*The data:*
==*==

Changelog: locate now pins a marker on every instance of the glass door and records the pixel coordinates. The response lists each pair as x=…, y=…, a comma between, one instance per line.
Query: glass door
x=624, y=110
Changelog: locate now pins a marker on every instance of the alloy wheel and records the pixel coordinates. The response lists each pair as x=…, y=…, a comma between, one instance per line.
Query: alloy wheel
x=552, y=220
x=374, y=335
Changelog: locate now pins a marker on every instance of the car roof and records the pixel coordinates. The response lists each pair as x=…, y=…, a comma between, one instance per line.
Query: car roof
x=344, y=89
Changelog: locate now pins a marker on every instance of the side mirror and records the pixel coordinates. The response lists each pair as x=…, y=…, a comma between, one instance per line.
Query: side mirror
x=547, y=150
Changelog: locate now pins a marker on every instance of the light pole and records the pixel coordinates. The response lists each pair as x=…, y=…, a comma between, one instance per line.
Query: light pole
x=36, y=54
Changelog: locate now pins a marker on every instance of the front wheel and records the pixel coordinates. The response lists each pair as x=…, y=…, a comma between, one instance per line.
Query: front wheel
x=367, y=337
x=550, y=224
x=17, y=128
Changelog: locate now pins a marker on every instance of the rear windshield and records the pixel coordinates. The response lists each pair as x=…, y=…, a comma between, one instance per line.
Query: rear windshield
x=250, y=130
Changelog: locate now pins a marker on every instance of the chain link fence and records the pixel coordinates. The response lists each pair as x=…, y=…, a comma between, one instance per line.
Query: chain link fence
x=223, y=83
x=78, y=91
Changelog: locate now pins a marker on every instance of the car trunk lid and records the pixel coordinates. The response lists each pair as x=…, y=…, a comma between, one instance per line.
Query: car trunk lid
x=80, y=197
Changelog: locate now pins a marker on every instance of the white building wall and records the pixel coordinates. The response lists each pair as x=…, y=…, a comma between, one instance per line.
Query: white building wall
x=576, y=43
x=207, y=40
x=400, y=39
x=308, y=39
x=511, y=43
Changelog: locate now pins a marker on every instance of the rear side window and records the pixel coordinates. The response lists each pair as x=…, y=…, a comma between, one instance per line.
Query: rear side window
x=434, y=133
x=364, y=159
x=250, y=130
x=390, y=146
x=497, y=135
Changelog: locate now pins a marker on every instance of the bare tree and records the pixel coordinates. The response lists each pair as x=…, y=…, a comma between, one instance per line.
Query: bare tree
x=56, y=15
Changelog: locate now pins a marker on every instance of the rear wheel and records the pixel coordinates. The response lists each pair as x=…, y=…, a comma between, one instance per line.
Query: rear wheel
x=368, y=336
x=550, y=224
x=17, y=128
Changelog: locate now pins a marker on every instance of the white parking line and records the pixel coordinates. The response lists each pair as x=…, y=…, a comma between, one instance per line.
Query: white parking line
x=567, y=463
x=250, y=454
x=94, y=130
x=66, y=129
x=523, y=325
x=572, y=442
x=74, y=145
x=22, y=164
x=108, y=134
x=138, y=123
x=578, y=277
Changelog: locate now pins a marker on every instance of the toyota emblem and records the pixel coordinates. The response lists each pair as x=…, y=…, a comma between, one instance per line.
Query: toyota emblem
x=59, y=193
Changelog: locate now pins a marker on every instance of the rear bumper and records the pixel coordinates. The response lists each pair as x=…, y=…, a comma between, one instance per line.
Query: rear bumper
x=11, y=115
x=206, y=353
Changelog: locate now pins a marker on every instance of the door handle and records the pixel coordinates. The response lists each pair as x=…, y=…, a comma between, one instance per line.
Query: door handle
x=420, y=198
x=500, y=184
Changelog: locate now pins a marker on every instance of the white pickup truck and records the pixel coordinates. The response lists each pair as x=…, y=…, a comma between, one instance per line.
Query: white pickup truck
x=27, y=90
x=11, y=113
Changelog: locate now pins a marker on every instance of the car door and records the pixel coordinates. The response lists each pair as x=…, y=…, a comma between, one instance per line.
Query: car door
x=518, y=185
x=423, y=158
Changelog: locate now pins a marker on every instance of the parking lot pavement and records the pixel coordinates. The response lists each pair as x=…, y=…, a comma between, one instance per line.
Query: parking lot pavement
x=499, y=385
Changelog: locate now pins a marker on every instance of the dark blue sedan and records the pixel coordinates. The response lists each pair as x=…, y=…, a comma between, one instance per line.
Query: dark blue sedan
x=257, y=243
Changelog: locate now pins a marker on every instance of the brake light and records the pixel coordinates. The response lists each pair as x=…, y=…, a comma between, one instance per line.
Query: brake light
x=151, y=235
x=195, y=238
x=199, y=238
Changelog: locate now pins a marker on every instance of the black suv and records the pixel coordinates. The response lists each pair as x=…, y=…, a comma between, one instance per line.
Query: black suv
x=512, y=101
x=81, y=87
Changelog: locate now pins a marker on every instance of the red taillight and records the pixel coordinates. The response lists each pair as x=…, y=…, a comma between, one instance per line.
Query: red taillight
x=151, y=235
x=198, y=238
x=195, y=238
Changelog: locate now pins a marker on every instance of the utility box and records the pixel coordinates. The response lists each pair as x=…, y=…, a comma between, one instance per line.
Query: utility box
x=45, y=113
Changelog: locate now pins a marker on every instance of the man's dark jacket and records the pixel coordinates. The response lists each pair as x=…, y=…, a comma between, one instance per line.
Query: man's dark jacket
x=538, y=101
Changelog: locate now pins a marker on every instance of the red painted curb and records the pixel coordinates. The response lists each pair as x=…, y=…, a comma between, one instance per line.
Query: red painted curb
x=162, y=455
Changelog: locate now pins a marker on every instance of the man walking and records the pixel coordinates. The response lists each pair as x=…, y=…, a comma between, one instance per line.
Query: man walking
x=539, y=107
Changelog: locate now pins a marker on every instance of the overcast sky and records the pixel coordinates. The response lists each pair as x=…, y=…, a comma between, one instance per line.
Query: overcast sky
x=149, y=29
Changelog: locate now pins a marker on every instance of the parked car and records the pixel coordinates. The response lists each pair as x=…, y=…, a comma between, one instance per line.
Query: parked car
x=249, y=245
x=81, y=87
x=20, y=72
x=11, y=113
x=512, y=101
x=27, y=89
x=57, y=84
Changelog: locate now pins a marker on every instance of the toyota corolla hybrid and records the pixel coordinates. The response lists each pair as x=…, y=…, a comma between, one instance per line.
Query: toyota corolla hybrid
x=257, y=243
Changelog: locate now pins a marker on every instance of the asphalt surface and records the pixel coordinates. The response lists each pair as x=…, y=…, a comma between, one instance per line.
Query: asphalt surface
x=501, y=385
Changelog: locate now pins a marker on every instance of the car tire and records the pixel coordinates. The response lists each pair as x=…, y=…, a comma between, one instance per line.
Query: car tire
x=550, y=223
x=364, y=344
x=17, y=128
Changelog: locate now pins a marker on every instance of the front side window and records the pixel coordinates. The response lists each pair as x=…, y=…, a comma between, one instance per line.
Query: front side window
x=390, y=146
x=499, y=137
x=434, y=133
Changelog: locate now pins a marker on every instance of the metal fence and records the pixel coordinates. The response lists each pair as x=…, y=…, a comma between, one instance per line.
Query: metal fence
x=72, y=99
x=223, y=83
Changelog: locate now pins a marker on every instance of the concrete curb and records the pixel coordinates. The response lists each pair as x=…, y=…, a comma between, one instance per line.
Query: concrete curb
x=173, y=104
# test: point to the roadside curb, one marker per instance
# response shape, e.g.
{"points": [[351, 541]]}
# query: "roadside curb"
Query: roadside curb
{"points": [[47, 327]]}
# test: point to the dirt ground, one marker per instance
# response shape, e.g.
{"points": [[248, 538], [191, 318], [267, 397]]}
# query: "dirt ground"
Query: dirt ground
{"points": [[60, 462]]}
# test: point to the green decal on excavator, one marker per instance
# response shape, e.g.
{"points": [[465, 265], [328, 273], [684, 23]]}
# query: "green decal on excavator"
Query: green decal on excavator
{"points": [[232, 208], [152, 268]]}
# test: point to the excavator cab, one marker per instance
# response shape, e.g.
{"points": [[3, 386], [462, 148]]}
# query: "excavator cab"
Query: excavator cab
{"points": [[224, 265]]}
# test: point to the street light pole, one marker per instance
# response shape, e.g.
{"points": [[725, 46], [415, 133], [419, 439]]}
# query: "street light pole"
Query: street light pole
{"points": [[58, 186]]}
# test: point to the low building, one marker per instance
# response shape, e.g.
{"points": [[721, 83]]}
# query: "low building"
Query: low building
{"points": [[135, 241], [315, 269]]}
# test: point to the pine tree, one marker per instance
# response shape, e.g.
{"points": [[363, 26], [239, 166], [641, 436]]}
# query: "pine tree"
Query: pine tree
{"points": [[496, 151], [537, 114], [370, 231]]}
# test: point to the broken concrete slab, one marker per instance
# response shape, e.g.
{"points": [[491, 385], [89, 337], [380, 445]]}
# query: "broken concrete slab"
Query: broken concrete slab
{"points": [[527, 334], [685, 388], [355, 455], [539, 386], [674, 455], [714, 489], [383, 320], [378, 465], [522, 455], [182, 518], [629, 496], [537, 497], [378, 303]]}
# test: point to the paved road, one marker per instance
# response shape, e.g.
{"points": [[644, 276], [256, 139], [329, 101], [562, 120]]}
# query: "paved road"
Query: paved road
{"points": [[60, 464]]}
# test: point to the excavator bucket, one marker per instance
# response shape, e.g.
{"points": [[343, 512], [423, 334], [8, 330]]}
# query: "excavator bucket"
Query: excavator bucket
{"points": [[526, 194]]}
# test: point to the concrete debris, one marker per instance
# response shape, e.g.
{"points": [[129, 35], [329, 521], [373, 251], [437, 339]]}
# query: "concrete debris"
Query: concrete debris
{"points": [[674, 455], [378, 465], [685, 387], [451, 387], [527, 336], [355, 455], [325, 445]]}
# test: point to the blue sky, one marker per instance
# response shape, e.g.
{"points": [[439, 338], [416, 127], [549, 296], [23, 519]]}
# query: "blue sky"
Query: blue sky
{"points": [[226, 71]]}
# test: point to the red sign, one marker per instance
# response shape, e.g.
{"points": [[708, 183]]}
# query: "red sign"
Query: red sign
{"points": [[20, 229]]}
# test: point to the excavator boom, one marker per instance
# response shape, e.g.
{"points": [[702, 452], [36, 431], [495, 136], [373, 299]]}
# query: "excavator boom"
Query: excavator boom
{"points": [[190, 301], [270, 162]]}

==*==

*Exercise requirements:*
Return verbatim each line from the one that mentions "# test: point to the excavator boom, one" to the end of the entries, inclusive.

*Exercise answer:*
# test: point to the excavator boom, one marker per instance
# response shape, e.g.
{"points": [[702, 452], [36, 431], [495, 136], [373, 299]]}
# query: "excavator boom"
Query: excavator boom
{"points": [[190, 301], [270, 162]]}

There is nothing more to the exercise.